Take the material below from its first line through the line containing "sample | <point>984,195</point>" and, please, write those lines again exactly.

::::::::::

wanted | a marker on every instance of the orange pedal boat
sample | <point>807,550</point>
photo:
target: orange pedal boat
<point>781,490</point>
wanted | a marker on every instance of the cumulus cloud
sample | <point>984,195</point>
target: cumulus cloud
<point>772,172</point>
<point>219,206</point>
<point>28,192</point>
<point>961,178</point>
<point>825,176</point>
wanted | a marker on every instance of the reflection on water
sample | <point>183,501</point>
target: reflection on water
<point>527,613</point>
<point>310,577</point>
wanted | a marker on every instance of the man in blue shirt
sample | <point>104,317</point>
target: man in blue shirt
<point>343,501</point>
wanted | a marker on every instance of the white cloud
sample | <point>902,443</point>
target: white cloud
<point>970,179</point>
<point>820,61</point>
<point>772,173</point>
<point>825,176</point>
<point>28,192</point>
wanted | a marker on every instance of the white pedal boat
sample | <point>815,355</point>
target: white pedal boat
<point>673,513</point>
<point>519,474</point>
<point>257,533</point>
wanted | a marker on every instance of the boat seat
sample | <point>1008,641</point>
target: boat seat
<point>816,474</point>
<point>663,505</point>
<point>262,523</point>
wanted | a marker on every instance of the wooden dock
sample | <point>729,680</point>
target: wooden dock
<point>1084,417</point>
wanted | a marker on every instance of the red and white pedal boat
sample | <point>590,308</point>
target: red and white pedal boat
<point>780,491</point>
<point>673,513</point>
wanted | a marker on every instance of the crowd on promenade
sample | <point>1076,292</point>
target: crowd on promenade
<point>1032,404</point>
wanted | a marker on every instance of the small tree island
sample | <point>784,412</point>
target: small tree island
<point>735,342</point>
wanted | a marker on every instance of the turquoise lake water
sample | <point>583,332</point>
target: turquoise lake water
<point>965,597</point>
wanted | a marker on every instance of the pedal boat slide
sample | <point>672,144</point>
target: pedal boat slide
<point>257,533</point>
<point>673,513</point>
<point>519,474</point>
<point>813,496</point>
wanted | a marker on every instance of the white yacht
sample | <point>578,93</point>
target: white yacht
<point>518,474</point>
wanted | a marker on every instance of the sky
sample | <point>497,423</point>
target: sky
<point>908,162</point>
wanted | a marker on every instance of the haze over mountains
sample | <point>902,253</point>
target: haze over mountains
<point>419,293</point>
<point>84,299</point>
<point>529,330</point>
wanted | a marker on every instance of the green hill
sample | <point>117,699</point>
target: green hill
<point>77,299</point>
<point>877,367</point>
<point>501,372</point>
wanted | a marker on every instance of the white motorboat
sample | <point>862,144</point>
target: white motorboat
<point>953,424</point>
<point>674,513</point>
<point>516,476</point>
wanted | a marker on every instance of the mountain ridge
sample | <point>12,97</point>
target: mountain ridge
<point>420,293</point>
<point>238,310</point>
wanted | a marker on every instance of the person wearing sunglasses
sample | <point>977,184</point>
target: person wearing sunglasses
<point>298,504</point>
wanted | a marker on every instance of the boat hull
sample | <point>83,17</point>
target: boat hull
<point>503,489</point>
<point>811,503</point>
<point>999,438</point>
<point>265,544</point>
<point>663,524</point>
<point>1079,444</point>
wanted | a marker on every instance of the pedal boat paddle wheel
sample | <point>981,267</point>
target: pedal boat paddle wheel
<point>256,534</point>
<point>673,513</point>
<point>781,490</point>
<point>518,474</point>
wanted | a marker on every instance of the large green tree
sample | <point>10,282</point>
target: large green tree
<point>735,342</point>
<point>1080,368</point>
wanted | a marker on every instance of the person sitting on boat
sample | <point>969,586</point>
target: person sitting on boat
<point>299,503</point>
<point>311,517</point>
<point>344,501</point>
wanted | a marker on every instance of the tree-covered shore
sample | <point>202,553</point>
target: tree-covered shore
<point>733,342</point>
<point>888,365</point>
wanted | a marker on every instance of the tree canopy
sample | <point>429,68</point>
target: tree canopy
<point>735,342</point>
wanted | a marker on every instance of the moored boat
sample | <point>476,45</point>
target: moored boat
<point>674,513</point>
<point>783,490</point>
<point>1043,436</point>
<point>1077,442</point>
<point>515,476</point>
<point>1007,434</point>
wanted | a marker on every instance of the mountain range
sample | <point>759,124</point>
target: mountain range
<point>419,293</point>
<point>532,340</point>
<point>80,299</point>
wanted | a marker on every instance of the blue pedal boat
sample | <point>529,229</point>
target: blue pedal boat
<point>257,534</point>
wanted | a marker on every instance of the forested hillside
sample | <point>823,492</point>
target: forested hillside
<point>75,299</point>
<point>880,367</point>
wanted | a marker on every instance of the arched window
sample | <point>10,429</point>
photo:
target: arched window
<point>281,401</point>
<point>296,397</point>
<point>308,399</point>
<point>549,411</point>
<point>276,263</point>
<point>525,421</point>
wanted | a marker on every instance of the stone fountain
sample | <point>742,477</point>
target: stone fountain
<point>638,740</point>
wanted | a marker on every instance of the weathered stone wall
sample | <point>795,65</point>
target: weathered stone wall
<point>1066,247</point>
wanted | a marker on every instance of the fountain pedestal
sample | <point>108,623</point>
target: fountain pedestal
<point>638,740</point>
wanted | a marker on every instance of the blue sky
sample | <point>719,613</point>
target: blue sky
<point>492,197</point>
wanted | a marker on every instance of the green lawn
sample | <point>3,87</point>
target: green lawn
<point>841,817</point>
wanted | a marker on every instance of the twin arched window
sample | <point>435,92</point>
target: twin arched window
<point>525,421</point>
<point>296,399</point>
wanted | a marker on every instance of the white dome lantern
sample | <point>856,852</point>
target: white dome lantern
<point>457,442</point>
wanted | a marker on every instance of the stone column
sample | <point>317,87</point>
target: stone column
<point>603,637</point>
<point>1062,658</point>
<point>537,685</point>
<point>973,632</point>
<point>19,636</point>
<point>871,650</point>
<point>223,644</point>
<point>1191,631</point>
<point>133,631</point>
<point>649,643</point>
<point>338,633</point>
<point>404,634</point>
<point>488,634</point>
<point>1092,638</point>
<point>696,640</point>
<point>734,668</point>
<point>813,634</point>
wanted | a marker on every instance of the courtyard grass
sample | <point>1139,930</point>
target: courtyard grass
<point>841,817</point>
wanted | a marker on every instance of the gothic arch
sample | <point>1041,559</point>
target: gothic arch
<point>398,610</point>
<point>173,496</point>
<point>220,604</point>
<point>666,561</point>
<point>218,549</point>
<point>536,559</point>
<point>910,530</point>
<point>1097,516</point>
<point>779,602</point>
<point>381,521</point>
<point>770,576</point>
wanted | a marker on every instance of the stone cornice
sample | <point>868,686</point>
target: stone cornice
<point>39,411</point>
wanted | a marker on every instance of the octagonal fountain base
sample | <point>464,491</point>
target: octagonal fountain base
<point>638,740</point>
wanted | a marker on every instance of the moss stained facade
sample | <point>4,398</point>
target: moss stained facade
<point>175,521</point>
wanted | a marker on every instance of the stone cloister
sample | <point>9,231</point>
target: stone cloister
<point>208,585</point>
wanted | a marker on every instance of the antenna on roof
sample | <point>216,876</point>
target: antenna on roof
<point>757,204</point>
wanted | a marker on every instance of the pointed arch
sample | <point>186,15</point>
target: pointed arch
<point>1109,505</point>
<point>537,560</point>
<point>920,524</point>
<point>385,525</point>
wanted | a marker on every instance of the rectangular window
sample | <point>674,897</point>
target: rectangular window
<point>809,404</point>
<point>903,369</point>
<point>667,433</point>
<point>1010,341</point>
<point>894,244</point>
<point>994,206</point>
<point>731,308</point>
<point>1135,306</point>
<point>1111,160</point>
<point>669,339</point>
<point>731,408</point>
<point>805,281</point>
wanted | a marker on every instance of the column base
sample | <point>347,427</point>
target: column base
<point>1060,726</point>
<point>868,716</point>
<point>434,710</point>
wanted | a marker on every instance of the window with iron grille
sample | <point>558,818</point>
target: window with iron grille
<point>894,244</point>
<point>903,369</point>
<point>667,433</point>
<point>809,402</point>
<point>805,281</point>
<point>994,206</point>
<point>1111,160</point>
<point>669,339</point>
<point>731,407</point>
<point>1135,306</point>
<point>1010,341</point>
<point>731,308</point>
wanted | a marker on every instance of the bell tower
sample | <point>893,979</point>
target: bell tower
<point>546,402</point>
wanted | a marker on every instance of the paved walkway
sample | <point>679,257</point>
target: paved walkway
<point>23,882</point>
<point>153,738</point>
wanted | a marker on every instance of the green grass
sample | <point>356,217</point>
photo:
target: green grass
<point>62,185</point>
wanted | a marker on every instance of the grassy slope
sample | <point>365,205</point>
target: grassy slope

::::::::::

EXPECTED OUTPUT |
wanted | a marker on every instance of the orange pedal boat
sample | <point>807,550</point>
photo:
target: orange pedal boat
<point>781,490</point>
wanted | a marker on every instance of the cumulus cloud
sample | <point>984,195</point>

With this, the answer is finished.